§ **YOUR TASK**: Retype the records in full, and please keep the pictures out of the copy.

---+---

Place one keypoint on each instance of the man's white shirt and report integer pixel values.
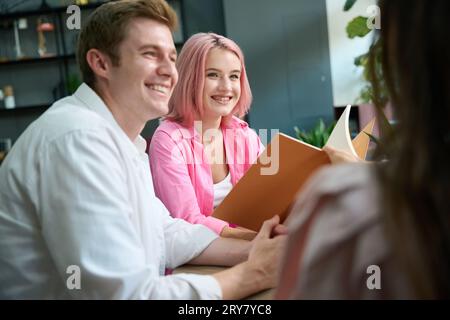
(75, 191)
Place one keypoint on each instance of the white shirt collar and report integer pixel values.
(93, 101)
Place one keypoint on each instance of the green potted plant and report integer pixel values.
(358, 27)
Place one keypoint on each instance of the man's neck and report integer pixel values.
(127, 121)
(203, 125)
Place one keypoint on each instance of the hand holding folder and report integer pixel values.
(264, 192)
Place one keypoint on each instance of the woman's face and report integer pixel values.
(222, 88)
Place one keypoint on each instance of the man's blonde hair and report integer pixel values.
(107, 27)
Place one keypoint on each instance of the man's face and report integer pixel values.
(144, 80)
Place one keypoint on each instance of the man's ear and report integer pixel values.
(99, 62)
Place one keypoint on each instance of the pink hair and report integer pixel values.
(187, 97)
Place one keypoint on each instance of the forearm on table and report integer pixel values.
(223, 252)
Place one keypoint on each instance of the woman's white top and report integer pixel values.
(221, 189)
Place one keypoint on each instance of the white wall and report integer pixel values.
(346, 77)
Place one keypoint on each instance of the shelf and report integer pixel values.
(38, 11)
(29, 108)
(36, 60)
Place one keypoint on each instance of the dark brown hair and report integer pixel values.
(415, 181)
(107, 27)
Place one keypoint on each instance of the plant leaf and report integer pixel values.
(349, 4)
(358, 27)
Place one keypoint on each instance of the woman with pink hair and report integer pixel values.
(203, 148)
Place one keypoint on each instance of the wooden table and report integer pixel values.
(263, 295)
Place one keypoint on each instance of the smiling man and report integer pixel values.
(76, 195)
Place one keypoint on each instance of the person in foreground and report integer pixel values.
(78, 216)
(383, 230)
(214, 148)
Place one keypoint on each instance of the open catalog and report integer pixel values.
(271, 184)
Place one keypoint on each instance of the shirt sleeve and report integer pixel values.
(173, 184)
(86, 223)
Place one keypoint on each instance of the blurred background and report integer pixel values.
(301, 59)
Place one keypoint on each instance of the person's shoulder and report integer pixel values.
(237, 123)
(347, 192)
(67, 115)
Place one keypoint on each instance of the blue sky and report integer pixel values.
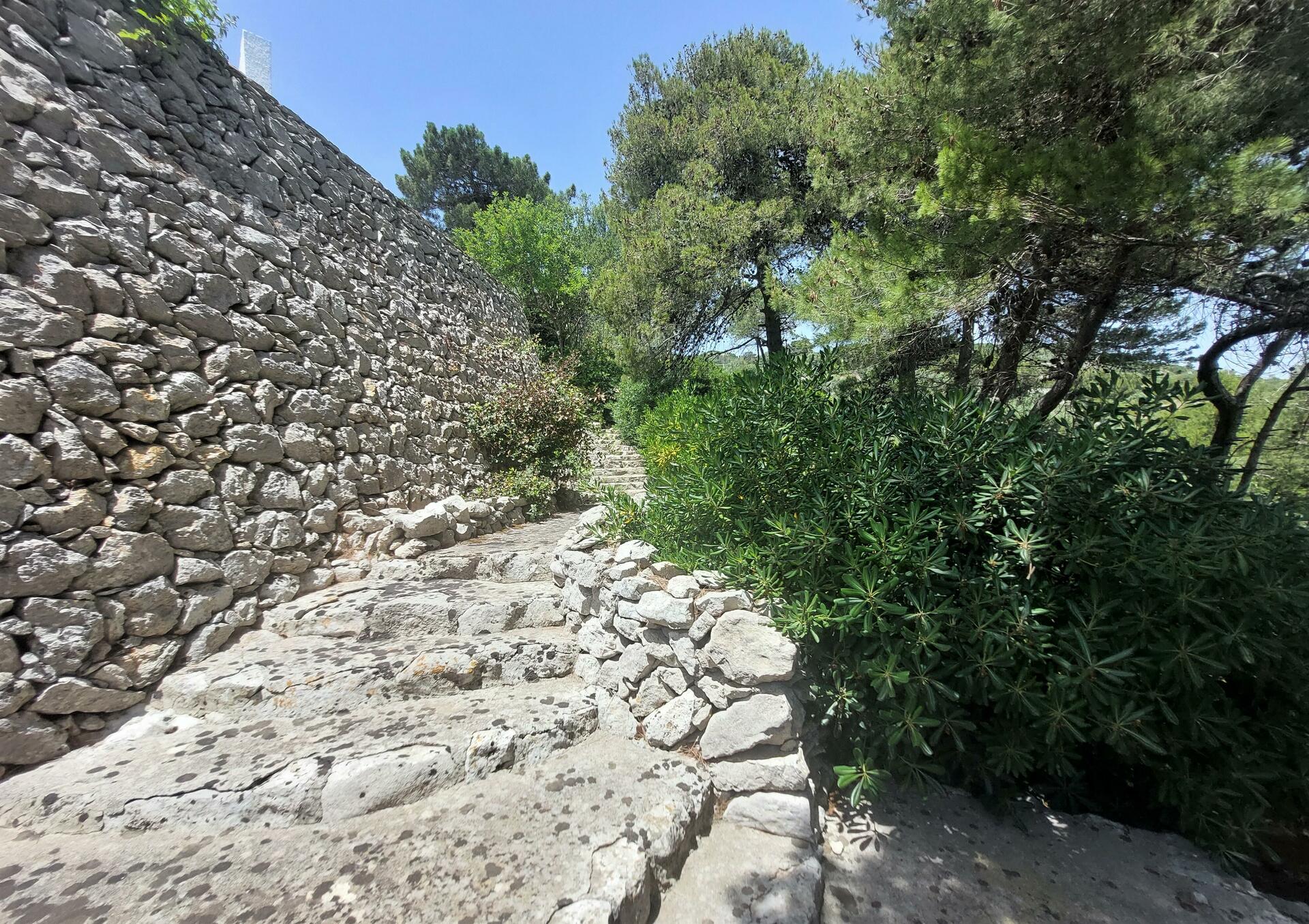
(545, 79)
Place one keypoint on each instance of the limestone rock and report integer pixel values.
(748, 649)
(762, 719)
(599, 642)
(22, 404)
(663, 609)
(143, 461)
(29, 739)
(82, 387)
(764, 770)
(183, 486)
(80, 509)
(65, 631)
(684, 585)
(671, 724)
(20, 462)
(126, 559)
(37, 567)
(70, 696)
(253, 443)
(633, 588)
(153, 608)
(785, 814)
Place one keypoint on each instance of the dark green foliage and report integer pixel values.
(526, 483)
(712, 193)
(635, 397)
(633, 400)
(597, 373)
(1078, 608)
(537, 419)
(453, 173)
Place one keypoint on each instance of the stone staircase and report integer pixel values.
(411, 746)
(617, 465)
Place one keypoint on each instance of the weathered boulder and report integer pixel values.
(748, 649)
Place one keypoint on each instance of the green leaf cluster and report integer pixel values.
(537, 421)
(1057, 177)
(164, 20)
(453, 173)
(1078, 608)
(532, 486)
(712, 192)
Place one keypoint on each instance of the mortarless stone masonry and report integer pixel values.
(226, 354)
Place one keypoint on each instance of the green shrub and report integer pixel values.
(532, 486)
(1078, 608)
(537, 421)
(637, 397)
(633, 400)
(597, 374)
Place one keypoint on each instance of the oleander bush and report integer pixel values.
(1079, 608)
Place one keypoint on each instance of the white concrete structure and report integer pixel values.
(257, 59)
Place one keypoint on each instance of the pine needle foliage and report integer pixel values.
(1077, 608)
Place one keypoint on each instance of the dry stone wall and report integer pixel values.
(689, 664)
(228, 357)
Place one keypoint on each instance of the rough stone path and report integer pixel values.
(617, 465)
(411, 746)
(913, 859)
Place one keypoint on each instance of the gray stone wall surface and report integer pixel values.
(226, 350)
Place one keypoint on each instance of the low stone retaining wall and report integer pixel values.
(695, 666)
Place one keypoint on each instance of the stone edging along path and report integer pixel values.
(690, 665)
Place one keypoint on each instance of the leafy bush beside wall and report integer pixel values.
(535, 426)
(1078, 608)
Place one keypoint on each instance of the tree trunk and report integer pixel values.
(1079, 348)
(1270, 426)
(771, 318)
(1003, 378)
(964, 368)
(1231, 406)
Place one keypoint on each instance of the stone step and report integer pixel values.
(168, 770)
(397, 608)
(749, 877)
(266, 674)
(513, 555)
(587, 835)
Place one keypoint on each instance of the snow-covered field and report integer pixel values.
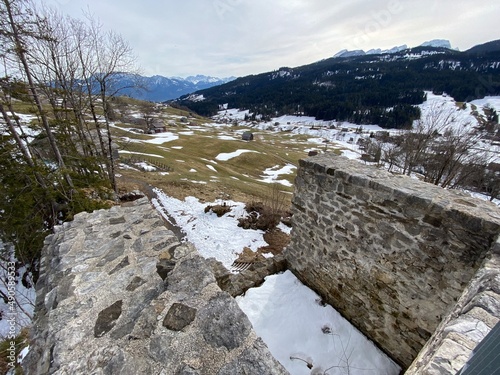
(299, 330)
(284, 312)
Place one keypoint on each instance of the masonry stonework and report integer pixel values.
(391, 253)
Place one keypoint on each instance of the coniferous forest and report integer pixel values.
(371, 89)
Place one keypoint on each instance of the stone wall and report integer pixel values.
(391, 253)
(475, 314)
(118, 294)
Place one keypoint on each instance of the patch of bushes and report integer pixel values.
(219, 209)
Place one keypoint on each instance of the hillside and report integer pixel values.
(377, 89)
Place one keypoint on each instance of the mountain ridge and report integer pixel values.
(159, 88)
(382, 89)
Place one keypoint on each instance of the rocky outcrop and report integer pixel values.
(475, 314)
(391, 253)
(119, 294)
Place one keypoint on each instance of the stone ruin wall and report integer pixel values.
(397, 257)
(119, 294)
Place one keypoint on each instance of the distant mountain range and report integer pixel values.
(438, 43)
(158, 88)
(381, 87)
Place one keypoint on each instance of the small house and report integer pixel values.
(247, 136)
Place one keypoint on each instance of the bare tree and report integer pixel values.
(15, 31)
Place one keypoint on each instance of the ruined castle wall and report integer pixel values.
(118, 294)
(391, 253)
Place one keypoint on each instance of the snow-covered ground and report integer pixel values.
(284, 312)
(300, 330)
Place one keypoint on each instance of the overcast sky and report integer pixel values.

---+---

§ **RESPONSE**:
Place one keypoint on each instance of the man's white shirt and report integer pixel values.
(75, 191)
Place one keypoint on each instance of the white shirt collar and report integer pixel values.
(93, 101)
Place one keypoint on each instance of the green potted plant and report integer pixel values.
(358, 27)
Place one keypoint on each instance of the man's neck and report integer pixel values.
(127, 121)
(203, 125)
Place one keypoint on each instance of the hand holding folder and report integer pixel values.
(264, 192)
Place one keypoint on each instance of the woman's face and report integer pixel values.
(222, 88)
Place one keypoint on each instance of the man's blonde hair and report integer pixel values.
(107, 27)
Place one keypoint on each instance of the man's face and report integer pixel values.
(144, 80)
Place one keypoint on each instance of the man's ear and report integer pixel values.
(99, 62)
Place one keypoint on each instance of the pink hair and report integer pixel values.
(187, 97)
Place one keypoint on each instance of the forearm on table and report integer pixel values.
(223, 252)
Place one keypoint on each instance of the woman's white top and report integer pixel values.
(221, 189)
Place one keypoint on each instance of the white wall and report integer pixel values.
(346, 77)
Place one keypoint on each instance of the shelf and report integer pixel values.
(38, 11)
(29, 108)
(36, 60)
Place one keypoint on each instance of the dark brown hair and report integer pixel values.
(415, 181)
(107, 27)
Place one keypoint on each instance of the plant leaf and report integer pixel values.
(349, 4)
(358, 27)
Place one keypoint on each instance of the woman with pink hair and report integer pixel values.
(203, 148)
Place one keypoint on each instance of the wooden table and report integer pixel values.
(263, 295)
Place one keypoint on each instance of the smiling man and report integer pixel values.
(76, 195)
Place one keypoint on each instance of the person in foreground and report integer pixel values.
(78, 216)
(383, 230)
(214, 148)
Place one keypoint on each instance of the open catalog and report integer pixel values.
(271, 184)
Place one keypoint on each instance of the shirt sleeve and report integer pixel values.
(173, 184)
(86, 223)
Place one keypoint on each instance of the blurred background and report integer pixel values.
(301, 59)
Place one keypoint on each instance of the person's shoulder and report integer pixel values.
(237, 123)
(347, 192)
(67, 115)
Place one keypoint on each instance of the blue sky and report integer pixel values.
(545, 79)
Place one keypoint on each instance of the limestone rock and report integer pixel values.
(748, 649)
(762, 719)
(599, 642)
(22, 404)
(663, 609)
(143, 461)
(29, 739)
(82, 387)
(764, 770)
(183, 486)
(80, 509)
(65, 631)
(684, 585)
(671, 724)
(20, 462)
(126, 559)
(37, 567)
(70, 696)
(253, 443)
(633, 588)
(153, 608)
(785, 814)
Place one keypoint on each instance of the dark green foliage and report integer pixel values.
(526, 483)
(712, 193)
(635, 397)
(633, 400)
(597, 373)
(1078, 608)
(537, 419)
(453, 173)
Place one keypoint on each instance of the stone staircase and report integer pixel values.
(411, 746)
(617, 465)
Place one keypoint on each instance of the weathered boulder and report integer pixel values.
(748, 649)
Place one keypoint on each instance of the green leaf cluster and report integer pixel values.
(537, 421)
(1057, 177)
(164, 20)
(453, 173)
(1078, 608)
(532, 486)
(712, 192)
Place one keypoint on each instance of the mortarless stone masonry and report integer pixel values.
(226, 354)
Place one keypoint on each instance of the green shrub and report integer pixel values.
(532, 486)
(1078, 608)
(537, 421)
(637, 397)
(633, 400)
(597, 374)
Place one keypoint on each instance of the oleander bush and report integer pixel values.
(1079, 608)
Place one keypoint on each instance of the white concrete structure and report integer pixel values.
(257, 59)
Place one keypoint on each instance of the pine needle foliage and report integer pixel values.
(1077, 608)
Place one keypoint on each instance of the dry stone wall and report integer pixel values.
(689, 664)
(228, 357)
Place one keypoint on each instance of the rough stone path and report integer pixel values.
(617, 465)
(411, 746)
(913, 859)
Place one keypoint on each instance of the gray stone wall surface and report integer pixel values.
(226, 350)
Place one keypoint on each instance of the low stone retaining wall and report integer pixel values.
(695, 666)
Place one keypoint on each instance of the stone edging along path and report integer pixel values.
(690, 665)
Place one keypoint on each instance of the leafy bush beside wall and report integer pixel values.
(535, 426)
(1078, 608)
Place one keypoint on each instance of the tree trunk and report integer pixel values.
(1079, 348)
(1270, 426)
(771, 318)
(1003, 378)
(964, 368)
(1231, 406)
Place one keypoint on each instance of the stone step and report integer pixel values.
(168, 770)
(397, 608)
(749, 877)
(266, 674)
(513, 555)
(587, 835)
Place one keypoint on each instance of the snow-covered field and report integer pixel values.
(299, 330)
(284, 312)
Place one keypoint on each instance of the masonry stonework and report integer pixel values.
(391, 253)
Place one keypoint on each instance of the coniferous forest and report integer pixel values.
(371, 89)
Place one keypoint on each instance of the stone wall and report integer pixel values.
(391, 253)
(475, 314)
(118, 294)
Place one keypoint on each instance of the patch of bushes and report integer pixel values.
(219, 209)
Place one keypoint on each instance of the hillside and report integer pixel values.
(377, 89)
Place one keypoint on each instance of the mountain ridge and report integer pixel values.
(159, 88)
(382, 89)
Place one keypoint on each instance of the rocky outcrop and report integer pixel values.
(475, 314)
(391, 253)
(119, 294)
Place one keypoint on each instance of the stone ruin wall and report integer pixel values.
(397, 257)
(119, 294)
Place one keypoint on each instance of the distant mountain range and report integer pixel values.
(438, 43)
(158, 88)
(381, 87)
Place one keypoint on each instance of the small house and report integer pixel values.
(247, 136)
Place one keypoint on each instance of the bare tree and report integer pixel values.
(15, 31)
Place one keypoint on each instance of the ruined castle wall and report integer pixel values.
(118, 294)
(391, 253)
Place one keypoint on each instance of the snow-covered ground and report integer pixel values.
(284, 312)
(300, 330)
Place one keypoint on each instance of the overcast sky and report integer pixel values.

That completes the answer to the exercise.